** start of Supplied passage **
The leaders were seen communicating on mobile
telephones from the riot venues, receiving instructions
from and reporting back to a co-ordinating centre.
Some were seen with documents and computer sheets
listing Muslim families and their properties. They had
detailed precise knowledge about buildings and
businesses held by members of the minority community,
such as who were partners say in a restaurant business,
or which Muslim homes had Hindu spouses married,
who should be spared in the violence. This was not
a spontaneous upsurge of mass anger. It was carefully
planned.
The trucks carried quantities of gas cylinders. Rich
Muslim homes and business establishments were first
systematically looted, stripped down of all their
valuables, then cooking gas was released from cylinders
into the buildings for several minutes. A trained member
of the group then lit the flame which efficiently
engulfed the building. In some cases, acetylene gas
which is used for welding steel, was employed to
explode large concrete buildings. Mosques
were razed, and were replaced by statues of Hanuman and
saffron flags.
** end of Supplied passage **
** start of Stored data **
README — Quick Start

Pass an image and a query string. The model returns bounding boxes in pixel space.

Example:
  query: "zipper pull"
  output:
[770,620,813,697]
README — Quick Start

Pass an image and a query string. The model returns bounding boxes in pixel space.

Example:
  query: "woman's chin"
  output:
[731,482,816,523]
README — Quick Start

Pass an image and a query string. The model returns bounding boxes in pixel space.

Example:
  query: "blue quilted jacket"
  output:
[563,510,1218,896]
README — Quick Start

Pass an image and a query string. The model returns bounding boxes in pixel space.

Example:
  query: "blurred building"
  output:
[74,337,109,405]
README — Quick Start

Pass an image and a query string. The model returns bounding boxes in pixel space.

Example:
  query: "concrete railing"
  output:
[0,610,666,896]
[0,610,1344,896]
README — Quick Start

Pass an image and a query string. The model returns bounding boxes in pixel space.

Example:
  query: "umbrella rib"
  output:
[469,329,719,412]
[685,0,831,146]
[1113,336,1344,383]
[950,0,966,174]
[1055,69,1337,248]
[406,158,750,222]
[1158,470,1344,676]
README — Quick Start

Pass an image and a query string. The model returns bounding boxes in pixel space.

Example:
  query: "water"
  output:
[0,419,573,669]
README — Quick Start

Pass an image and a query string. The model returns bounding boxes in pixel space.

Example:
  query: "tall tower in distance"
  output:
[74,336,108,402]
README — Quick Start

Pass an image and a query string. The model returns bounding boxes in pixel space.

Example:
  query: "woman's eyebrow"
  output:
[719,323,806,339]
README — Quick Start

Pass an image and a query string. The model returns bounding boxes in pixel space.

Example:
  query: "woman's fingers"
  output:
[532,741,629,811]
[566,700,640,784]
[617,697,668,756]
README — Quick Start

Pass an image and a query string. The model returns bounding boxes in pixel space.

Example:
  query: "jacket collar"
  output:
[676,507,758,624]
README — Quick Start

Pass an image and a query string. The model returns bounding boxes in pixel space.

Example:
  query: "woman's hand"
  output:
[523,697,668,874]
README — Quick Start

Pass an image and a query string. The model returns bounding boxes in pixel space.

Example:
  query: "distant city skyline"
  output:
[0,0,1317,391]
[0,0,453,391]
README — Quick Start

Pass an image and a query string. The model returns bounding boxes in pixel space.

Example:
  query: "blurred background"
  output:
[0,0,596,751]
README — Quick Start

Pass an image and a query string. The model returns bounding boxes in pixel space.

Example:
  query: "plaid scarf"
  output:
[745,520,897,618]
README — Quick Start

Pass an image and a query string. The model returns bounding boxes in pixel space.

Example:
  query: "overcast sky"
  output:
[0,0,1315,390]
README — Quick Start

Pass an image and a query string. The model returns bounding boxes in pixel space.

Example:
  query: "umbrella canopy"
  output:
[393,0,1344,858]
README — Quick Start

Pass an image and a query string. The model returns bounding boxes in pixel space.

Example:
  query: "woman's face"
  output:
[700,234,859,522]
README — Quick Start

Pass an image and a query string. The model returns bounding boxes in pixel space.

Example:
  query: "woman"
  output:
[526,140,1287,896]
** end of Stored data **
## [Things to do]
1 > Do these statements agree with the account of the riots? (a) The violence was a spontaneous upsurge of mass anger. (b) In some cases, acetylene gas was used to explode large concrete buildings. (c) Homes were looted before cooking gas was released into them. Answer yes or no for each, quoting the deciding words.
2 > Could you reproduce the account of the riots word for word between "The trucks carried" and "saffron flags.", inclusive?

## [Results of the exercise]
1 >
(a) No: "This was not a spontaneous upsurge of mass anger."
(b) Yes: "In some cases, acetylene gas which is used for welding steel, was employed to explode large concrete buildings."
(c) Yes: "Rich Muslim homes and business establishments were first systematically looted, stripped down of all their valuables, then cooking gas was released from cylinders into the buildings for several minutes."

2 >
The trucks carried quantities of gas cylinders. Rich
Muslim homes and business establishments were first
systematically looted, stripped down of all their
valuables, then cooking gas was released from cylinders
into the buildings for several minutes. A trained member
of the group then lit the flame which efficiently
engulfed the building. In some cases, acetylene gas
which is used for welding steel, was employed to
explode large concrete buildings. Mosques
were razed, and were replaced by statues of Hanuman and
saffron flags.